# Text excerpt

Could Ryan Arcidiacono be in line for more minutes?

The Bulls backup point guard situation will be in dire straits all season, with no established veteran behind Kris Dunn. And although the front office has seemingly committed to Cameron Payne as the backup PG (for at least this season), Ryan Arcidiacono showed enough in the season opener to justify giving him meaningful plying time in the rotation. 

Here are the stat lines of Arcidiacono and Cameron Payne from the season opener in Philadelphia:

Arcidiacono: 8 points, 8 assists, 4 rebounds, 2-for-3 from the 3-point line

Payne:           0 points, 5 assists, 1 rebound, 0-for-1 from the 3-point line

With so many capable ball handlers and score-first players on the Bulls, point and assist totals aren’t as important as the rebounds and 3-point attempts. To provide the necessary space needed for driving lanes, there has to be openings in the defense caused by defenders sticking close to player they believe are a threat to shoot.

And that is where the problem lies with Payne.

Ryan Arcidiacono—while by no means a dominant scorer—showed a willingness to attack off of the pick-and-roll, even showing off an impressive ball-fake:


Payne, despite coming into the league with the reputation of a scorer, has yet to be aggressive enough to make teams think twice about leaving him wide-open on the perimeter. And he is not one to attack the basket with purpose, averaging less than half a free throw per game for his career. Payne's general lack of aggressiveness when on the floor is often times made worse by his occasional poor post entry passes that seem predetermined:

Even if the above play was designed to get the ball to LaVine in the mid-post, Payne chooses a terrible time to make the pass. When he starts the motion to give the ball to LaVine, Ben Simmons is positioned in front of LaVine to force a tougher pass, as rookie Landry Shamet gambles over the backside to get the steal.

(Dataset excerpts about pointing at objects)
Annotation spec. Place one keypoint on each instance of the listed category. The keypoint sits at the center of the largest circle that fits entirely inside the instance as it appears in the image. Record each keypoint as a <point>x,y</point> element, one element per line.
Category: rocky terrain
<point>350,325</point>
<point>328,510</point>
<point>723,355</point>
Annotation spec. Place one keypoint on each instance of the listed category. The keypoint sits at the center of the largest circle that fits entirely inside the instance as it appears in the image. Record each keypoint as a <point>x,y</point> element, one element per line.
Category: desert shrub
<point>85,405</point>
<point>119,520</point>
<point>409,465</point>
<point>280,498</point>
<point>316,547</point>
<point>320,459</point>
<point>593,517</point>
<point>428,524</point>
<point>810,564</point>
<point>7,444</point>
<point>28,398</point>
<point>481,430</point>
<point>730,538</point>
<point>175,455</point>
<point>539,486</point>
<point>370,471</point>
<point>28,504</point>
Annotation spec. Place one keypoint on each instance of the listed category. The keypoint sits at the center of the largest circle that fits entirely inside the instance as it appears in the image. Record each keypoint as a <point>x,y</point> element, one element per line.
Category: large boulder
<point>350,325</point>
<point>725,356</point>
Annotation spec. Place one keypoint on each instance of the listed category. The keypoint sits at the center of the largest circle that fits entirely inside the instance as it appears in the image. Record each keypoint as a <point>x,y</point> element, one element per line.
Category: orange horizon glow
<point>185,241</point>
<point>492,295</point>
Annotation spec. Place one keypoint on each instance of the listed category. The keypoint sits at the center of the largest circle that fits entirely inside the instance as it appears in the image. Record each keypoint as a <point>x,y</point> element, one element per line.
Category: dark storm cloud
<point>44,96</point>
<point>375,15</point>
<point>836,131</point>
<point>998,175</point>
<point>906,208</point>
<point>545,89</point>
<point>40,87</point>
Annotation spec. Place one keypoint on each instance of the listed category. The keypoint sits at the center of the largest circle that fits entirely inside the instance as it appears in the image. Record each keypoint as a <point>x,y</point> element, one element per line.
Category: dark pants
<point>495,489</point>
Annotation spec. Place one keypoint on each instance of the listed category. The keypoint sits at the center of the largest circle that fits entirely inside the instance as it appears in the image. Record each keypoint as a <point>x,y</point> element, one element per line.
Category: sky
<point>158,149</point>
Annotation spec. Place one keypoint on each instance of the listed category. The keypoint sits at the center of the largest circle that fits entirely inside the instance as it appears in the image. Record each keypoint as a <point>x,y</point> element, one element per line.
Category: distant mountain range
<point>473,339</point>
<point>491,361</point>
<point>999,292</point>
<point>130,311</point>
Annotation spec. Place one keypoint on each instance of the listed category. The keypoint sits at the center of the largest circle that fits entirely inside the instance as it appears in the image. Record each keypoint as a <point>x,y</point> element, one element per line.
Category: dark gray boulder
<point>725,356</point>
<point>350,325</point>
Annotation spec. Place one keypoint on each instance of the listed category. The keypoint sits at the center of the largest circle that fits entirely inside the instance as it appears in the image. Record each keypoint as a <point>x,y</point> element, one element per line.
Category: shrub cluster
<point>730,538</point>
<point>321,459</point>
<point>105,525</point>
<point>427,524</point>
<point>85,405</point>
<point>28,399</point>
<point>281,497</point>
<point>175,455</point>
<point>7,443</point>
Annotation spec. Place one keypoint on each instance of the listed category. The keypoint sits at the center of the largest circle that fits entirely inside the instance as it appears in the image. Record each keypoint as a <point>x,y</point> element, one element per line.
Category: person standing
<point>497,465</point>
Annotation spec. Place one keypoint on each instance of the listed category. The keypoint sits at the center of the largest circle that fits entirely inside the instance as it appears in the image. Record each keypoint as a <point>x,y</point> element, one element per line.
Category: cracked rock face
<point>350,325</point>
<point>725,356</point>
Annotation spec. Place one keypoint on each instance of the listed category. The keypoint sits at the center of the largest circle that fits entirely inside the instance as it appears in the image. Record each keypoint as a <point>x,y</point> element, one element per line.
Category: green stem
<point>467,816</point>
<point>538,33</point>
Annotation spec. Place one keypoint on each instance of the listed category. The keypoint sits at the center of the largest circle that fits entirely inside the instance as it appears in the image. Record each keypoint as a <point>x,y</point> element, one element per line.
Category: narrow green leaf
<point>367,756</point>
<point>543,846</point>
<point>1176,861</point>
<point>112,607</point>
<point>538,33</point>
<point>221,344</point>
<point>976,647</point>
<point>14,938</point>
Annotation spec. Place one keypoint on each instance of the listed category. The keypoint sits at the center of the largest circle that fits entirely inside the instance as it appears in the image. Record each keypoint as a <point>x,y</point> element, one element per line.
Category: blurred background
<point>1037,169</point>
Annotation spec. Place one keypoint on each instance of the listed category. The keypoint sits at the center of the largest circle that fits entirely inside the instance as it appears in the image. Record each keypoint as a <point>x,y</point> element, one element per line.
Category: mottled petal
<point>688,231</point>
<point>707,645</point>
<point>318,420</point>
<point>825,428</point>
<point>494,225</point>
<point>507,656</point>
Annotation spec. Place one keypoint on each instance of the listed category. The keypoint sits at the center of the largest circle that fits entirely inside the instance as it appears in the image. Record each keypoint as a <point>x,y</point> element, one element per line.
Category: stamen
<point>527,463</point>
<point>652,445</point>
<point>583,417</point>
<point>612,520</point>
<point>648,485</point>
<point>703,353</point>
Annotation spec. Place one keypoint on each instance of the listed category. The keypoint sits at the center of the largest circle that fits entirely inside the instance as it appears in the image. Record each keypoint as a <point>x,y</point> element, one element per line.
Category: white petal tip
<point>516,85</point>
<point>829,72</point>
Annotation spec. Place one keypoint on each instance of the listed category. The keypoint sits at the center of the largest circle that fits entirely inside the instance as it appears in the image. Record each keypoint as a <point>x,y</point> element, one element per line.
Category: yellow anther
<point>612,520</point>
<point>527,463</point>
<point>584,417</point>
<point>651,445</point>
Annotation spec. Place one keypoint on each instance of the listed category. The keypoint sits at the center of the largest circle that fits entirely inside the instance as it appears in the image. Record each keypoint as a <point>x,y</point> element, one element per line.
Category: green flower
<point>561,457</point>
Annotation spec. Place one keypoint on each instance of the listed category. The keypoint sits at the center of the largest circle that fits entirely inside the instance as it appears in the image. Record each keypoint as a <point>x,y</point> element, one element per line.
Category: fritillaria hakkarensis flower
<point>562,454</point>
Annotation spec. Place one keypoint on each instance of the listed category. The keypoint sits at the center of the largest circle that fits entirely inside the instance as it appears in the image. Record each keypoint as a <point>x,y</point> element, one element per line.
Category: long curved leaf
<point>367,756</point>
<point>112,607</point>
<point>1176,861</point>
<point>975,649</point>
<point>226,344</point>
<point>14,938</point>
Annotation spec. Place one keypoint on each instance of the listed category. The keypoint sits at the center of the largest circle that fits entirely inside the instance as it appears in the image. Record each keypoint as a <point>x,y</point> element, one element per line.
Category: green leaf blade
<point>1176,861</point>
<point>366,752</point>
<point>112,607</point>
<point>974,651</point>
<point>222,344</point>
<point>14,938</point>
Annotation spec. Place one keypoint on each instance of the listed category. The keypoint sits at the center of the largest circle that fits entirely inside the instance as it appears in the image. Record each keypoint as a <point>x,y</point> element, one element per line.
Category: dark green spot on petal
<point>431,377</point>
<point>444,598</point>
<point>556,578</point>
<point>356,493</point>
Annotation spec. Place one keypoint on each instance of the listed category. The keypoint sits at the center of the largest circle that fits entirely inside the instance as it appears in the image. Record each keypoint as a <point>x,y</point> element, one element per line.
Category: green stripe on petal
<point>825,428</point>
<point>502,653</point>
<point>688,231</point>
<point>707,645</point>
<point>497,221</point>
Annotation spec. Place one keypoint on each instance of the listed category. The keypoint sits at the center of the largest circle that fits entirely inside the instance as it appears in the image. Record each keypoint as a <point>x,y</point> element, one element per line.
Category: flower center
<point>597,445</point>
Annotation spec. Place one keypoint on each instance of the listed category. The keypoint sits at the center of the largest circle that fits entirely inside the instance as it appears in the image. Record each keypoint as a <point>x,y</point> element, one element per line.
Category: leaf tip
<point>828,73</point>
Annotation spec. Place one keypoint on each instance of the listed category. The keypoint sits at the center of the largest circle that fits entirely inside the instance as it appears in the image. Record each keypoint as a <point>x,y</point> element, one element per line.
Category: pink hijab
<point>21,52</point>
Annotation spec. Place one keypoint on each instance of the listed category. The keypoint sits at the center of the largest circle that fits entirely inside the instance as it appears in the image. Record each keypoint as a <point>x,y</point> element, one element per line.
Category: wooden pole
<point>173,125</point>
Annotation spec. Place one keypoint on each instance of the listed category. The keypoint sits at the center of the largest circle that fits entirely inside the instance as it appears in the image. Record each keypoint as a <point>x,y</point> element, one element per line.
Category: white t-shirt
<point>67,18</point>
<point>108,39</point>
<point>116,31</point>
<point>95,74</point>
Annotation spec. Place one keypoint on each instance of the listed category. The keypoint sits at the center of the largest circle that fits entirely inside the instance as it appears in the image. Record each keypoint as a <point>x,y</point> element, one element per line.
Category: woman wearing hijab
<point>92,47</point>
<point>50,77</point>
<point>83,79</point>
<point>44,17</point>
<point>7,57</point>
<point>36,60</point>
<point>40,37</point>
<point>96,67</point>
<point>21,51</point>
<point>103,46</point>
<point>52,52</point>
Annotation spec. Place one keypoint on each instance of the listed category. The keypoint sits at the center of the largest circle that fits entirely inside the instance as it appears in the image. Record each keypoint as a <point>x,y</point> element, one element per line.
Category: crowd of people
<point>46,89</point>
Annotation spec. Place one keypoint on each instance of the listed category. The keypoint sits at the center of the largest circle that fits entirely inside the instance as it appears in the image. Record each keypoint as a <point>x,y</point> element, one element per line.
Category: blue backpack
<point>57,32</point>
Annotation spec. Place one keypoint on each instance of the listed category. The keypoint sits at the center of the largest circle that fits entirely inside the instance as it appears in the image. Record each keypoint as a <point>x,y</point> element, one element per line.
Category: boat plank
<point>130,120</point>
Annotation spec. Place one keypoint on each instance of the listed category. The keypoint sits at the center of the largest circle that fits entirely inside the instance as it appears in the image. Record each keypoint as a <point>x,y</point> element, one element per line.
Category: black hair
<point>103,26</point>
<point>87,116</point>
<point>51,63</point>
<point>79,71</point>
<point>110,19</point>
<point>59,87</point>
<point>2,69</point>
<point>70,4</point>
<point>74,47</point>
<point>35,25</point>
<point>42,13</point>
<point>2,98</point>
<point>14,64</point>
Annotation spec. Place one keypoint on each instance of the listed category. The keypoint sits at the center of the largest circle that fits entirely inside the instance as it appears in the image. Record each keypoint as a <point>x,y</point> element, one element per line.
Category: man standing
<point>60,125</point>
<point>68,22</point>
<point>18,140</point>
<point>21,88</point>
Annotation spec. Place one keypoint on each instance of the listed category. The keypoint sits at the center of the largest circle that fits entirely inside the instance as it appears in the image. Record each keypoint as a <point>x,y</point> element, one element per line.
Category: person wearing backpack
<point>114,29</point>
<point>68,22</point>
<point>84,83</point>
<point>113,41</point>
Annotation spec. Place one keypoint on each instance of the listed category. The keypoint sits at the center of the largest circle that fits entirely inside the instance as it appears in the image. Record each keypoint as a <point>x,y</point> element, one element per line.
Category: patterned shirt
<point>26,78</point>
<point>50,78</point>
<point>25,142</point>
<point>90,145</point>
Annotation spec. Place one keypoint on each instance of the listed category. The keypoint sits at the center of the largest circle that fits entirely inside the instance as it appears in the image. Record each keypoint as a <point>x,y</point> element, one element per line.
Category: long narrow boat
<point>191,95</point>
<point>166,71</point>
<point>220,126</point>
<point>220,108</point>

# Tasks
(A) Using the article about the Bulls' backup point guards, decide whether each statement agrees with it, answering yes or no and quoting the words that settle it: (i) Arcidiacono made two of his three 3-point attempts in the season opener. (ii) Payne has averaged more than one free throw per game over his career. (iii) Ben Simmons was in front of LaVine when Payne began his pass.
(B) Pick up the article about the Bulls' backup point guards right after its last sentence and continue it.
These records have nothing to do with the article about the Bulls' backup point guards.

# Per-task answers
(A)
(i) Yes: "2-for-3 from the 3-point line"
(ii) No: "averaging less than half a free throw per game for his career"
(iii) Yes: "Ben Simmons is positioned in front of LaVine"

(B)
Had Payne chose to swing the ball around the perimeter, or give it to Bobby Ports and then get it back, he could have created an opening for the LaVine pass.

Obviously, the Bulls 19-point loss can’t be blamed on solely on Payne, the terrible defense was a group effort, as was the sometimes questionable shot selection. But with the defense already appearing to be perhaps one of the league's worst units, Fred Hoiberg would be wise to put Arcidiacono in more.

Hoiberg is in a crucial year where he needs to show that he can be the head coach of this team when they finally become competitive.

And for Hoiberg to show that type of growth as a coach, he needs to set the tone that minutes are earned not given, something he has already started with his moving of Jabari Parker to the bench. Payne only received 22 minutes, compared to 28 minutes for Arcidiacono, and it is tough to see that changing if things continue on like they did on Thursday night.